What the exercise asks: Write out all entries word for word.

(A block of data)
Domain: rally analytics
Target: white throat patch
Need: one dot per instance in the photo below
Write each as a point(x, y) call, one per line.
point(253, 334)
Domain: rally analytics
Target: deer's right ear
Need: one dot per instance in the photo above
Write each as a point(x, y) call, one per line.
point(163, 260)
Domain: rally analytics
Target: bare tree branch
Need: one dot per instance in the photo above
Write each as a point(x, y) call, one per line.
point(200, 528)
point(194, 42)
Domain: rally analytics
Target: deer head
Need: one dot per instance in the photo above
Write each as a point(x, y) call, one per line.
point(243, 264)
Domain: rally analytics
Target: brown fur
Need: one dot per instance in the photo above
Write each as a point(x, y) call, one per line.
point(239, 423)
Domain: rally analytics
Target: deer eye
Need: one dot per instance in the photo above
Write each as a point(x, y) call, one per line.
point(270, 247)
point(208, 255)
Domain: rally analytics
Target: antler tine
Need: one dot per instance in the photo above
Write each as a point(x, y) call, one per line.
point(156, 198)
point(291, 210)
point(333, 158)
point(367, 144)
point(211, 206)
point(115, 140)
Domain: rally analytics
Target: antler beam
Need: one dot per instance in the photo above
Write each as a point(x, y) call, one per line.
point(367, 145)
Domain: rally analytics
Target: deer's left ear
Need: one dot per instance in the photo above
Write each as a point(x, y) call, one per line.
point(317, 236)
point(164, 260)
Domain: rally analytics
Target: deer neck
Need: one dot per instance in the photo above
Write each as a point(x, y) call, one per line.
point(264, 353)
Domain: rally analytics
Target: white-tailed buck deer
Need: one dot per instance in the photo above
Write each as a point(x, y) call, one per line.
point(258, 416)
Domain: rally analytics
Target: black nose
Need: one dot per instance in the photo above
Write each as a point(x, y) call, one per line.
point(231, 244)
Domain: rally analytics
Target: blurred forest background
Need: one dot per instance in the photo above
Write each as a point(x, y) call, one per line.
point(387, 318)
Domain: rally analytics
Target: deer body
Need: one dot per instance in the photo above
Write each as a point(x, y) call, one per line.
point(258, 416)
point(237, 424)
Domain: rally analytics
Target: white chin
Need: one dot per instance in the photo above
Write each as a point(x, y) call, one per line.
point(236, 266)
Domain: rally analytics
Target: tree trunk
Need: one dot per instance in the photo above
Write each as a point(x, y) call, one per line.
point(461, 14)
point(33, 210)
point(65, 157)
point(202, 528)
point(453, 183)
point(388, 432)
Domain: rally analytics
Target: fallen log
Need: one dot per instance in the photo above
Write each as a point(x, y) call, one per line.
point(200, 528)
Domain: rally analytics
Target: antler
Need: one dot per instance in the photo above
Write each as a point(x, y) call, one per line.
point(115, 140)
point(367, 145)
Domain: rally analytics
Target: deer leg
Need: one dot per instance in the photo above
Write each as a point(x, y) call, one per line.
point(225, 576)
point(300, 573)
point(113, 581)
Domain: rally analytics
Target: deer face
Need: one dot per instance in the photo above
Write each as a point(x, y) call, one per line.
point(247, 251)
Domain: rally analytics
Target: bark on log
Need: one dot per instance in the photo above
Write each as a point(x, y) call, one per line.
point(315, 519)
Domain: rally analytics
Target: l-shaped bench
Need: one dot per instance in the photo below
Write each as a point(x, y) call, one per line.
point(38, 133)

Result of this exercise:
Domain: rally analytics
Target: white throat patch
Need: one dot per instance in the photo below
Write each as a point(x, y) call, one per line.
point(253, 334)
Domain: rally analytics
Target: deer's right ear
Need: one dot per instance in the photo above
Write each as a point(x, y) call, one per line.
point(163, 260)
Domain: rally analytics
Target: bare tree branch
Need: one dot per instance in the photo above
Write each as a point(x, y) call, one per line.
point(200, 528)
point(194, 42)
Domain: rally analytics
Target: deer head
Need: one dot per instance in the photo above
Write each as a point(x, y) call, one per line.
point(243, 264)
Domain: rally analytics
Target: brown fur
Need: one dot per instance in the photo above
Write each as a point(x, y) call, one per line.
point(239, 423)
Domain: rally analytics
Target: deer eye
Need: one dot per instance in the photo above
Write each as a point(x, y) call, one per line.
point(270, 247)
point(208, 255)
Domain: rally analytics
Target: antler tine
Need: one dot per instance in the photo above
Write each as a point(x, y) call, one per line.
point(156, 198)
point(291, 210)
point(333, 158)
point(367, 144)
point(211, 206)
point(115, 140)
Domain: rally analytics
Target: antler beam
Need: one dot per instance in the photo above
Write each as a point(x, y) call, one per line.
point(367, 145)
Domain: rally analytics
Target: deer's left ear
Need: one dot per instance in the photo above
Write each as a point(x, y) call, one per line.
point(317, 236)
point(164, 260)
Domain: rally analytics
Target: deer neck
Need: one dot per instance in the photo above
Write each as a point(x, y) call, one per line.
point(264, 353)
Domain: rally analytics
Target: white-tailed buck deer
Need: one dot per instance in the photo above
Write each as a point(x, y) call, one per line.
point(258, 416)
Domain: rally analytics
Target: black nose
Need: one dot per instance in the photo above
Write each as a point(x, y) call, one per line.
point(231, 244)
Domain: rally analytics
Target: blurred forest background
Need: one dot per instance in the photo above
Write each as a point(x, y) call, one per line.
point(387, 318)
Domain: rally analytics
Target: deer body
Need: one dot per instance in the photo above
Write each as a point(x, y) call, one per line.
point(258, 416)
point(237, 424)
Domain: rally analytics
Target: white chin
Need: one dot per instance in the photo above
Write each as a point(x, y) call, one per line.
point(236, 266)
Domain: rally analytics
Target: tree trunk
Need: one dot per instance in the photo above
Write each as a point(x, y) call, one per line.
point(461, 14)
point(33, 210)
point(65, 157)
point(202, 528)
point(453, 183)
point(388, 432)
Domain: rally analytics
Target: fallen log
Need: one dot per instance in the photo above
Write each as a point(x, y) call, one per line.
point(200, 528)
Domain: rally analytics
Target: antler
Need: one dot per instance in the photo above
Write each as a point(x, y) call, one per line.
point(115, 140)
point(367, 145)
Domain: rally analytics
Target: deer leg
Need: one dot per instance in the photo above
Write each as a point(x, y) call, one per line.
point(225, 576)
point(300, 573)
point(113, 581)
Domain: rally analytics
Target: deer face
Need: one dot per instance in the photo above
Write each as a point(x, y) call, one per line.
point(247, 251)
Domain: rally analytics
Target: bark on log
Need: one dot per instance in the photo above
Write each as a point(x, y) call, one per line.
point(315, 519)
Domain: rally analytics
Target: l-shaped bench
Need: one dot per instance in the photo below
Write each as a point(x, y) call, one per line.
point(38, 133)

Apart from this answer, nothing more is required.